Find every line in the records that contains the word "chair" and copy each of those lines in full.

## Source records
::::::::

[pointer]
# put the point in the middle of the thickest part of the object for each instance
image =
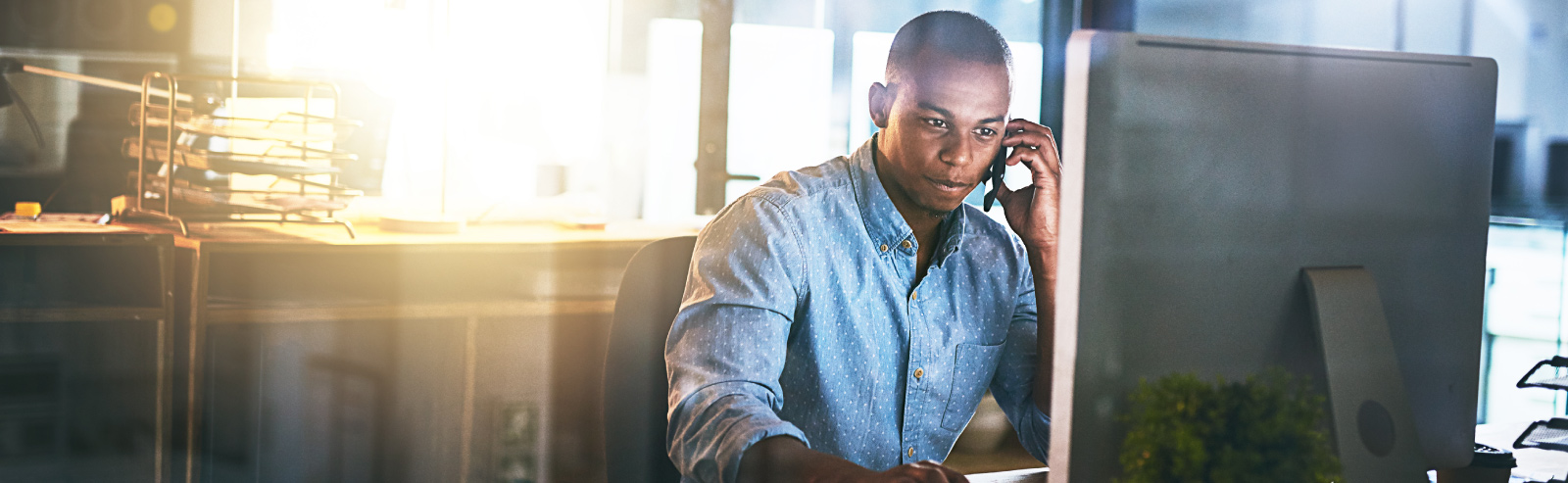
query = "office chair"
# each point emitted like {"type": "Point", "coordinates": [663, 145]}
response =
{"type": "Point", "coordinates": [635, 386]}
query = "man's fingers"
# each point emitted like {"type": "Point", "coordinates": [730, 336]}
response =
{"type": "Point", "coordinates": [948, 472]}
{"type": "Point", "coordinates": [1034, 143]}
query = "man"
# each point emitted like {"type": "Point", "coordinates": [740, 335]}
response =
{"type": "Point", "coordinates": [843, 320]}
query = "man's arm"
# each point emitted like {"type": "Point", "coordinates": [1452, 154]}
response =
{"type": "Point", "coordinates": [1034, 214]}
{"type": "Point", "coordinates": [726, 352]}
{"type": "Point", "coordinates": [726, 345]}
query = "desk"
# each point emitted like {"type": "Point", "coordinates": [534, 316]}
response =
{"type": "Point", "coordinates": [1018, 475]}
{"type": "Point", "coordinates": [396, 357]}
{"type": "Point", "coordinates": [1536, 464]}
{"type": "Point", "coordinates": [298, 353]}
{"type": "Point", "coordinates": [85, 370]}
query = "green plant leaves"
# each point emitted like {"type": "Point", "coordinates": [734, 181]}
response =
{"type": "Point", "coordinates": [1267, 428]}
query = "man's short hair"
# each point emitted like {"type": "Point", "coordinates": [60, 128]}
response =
{"type": "Point", "coordinates": [954, 33]}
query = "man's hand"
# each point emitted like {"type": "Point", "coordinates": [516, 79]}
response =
{"type": "Point", "coordinates": [1034, 214]}
{"type": "Point", "coordinates": [1034, 211]}
{"type": "Point", "coordinates": [786, 459]}
{"type": "Point", "coordinates": [919, 472]}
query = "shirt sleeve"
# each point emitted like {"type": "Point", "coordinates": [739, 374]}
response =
{"type": "Point", "coordinates": [726, 347]}
{"type": "Point", "coordinates": [1015, 376]}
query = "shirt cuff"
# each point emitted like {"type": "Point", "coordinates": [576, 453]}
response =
{"type": "Point", "coordinates": [1035, 431]}
{"type": "Point", "coordinates": [745, 439]}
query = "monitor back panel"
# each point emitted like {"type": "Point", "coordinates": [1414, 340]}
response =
{"type": "Point", "coordinates": [1201, 176]}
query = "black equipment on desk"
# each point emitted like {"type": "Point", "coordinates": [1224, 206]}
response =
{"type": "Point", "coordinates": [1546, 435]}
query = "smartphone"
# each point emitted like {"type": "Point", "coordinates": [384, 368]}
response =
{"type": "Point", "coordinates": [995, 172]}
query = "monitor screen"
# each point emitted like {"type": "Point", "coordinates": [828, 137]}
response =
{"type": "Point", "coordinates": [1203, 176]}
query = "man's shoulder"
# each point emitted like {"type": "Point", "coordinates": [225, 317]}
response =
{"type": "Point", "coordinates": [812, 184]}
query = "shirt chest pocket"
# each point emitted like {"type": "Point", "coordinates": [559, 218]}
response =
{"type": "Point", "coordinates": [974, 364]}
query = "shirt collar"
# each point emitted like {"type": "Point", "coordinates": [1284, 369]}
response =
{"type": "Point", "coordinates": [883, 221]}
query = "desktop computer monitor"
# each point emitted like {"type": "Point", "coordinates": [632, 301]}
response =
{"type": "Point", "coordinates": [1200, 177]}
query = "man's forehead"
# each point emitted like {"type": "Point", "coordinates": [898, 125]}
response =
{"type": "Point", "coordinates": [946, 82]}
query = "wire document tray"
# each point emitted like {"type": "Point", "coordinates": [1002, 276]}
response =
{"type": "Point", "coordinates": [1548, 380]}
{"type": "Point", "coordinates": [1548, 435]}
{"type": "Point", "coordinates": [180, 176]}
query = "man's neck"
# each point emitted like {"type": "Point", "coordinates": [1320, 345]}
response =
{"type": "Point", "coordinates": [922, 221]}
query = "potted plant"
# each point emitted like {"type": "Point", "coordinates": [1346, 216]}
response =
{"type": "Point", "coordinates": [1270, 427]}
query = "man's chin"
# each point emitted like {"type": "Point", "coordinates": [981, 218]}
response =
{"type": "Point", "coordinates": [941, 208]}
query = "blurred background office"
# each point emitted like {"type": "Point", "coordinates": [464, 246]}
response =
{"type": "Point", "coordinates": [634, 114]}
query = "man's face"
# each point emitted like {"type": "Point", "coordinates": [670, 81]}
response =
{"type": "Point", "coordinates": [940, 127]}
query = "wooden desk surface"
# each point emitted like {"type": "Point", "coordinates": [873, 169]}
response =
{"type": "Point", "coordinates": [258, 235]}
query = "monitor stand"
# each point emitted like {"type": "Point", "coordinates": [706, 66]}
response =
{"type": "Point", "coordinates": [1372, 423]}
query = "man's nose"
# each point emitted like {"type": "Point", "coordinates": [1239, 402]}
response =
{"type": "Point", "coordinates": [958, 149]}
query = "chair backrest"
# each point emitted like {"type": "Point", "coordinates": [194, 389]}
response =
{"type": "Point", "coordinates": [635, 386]}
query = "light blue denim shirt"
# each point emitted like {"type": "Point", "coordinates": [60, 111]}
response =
{"type": "Point", "coordinates": [802, 317]}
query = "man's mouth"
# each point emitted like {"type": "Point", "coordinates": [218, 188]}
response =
{"type": "Point", "coordinates": [949, 185]}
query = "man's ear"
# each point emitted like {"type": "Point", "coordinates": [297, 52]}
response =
{"type": "Point", "coordinates": [882, 104]}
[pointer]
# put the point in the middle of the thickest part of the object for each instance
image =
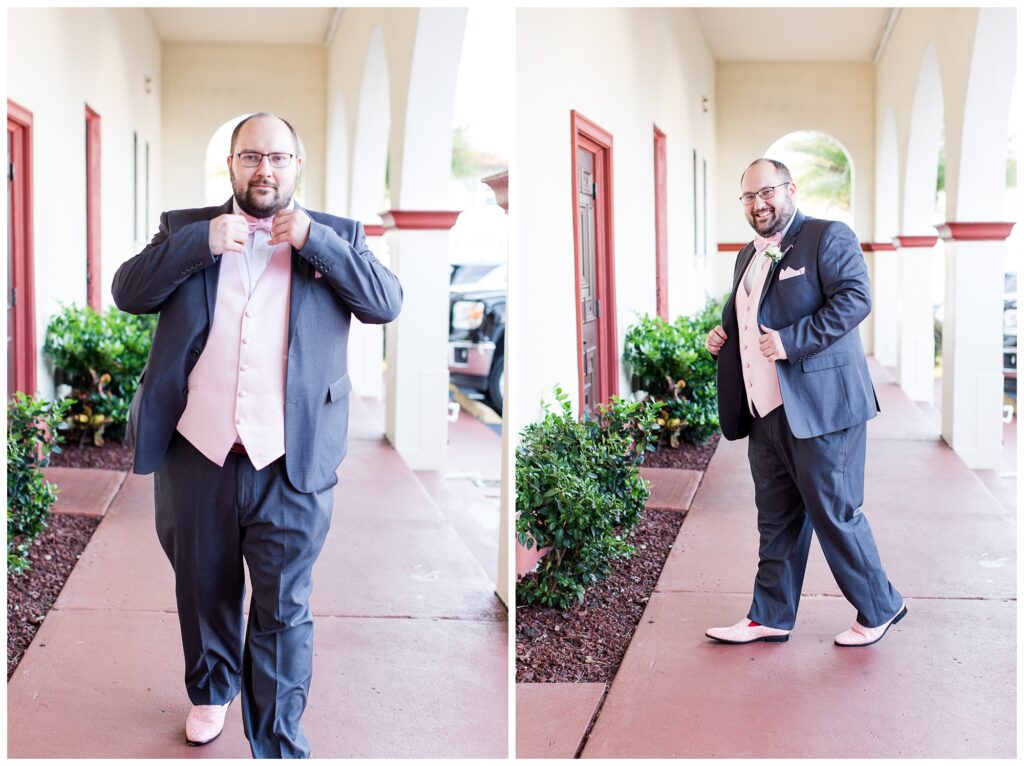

::::::::

## Output for this exercise
query = "office chair"
query = "chair backrest"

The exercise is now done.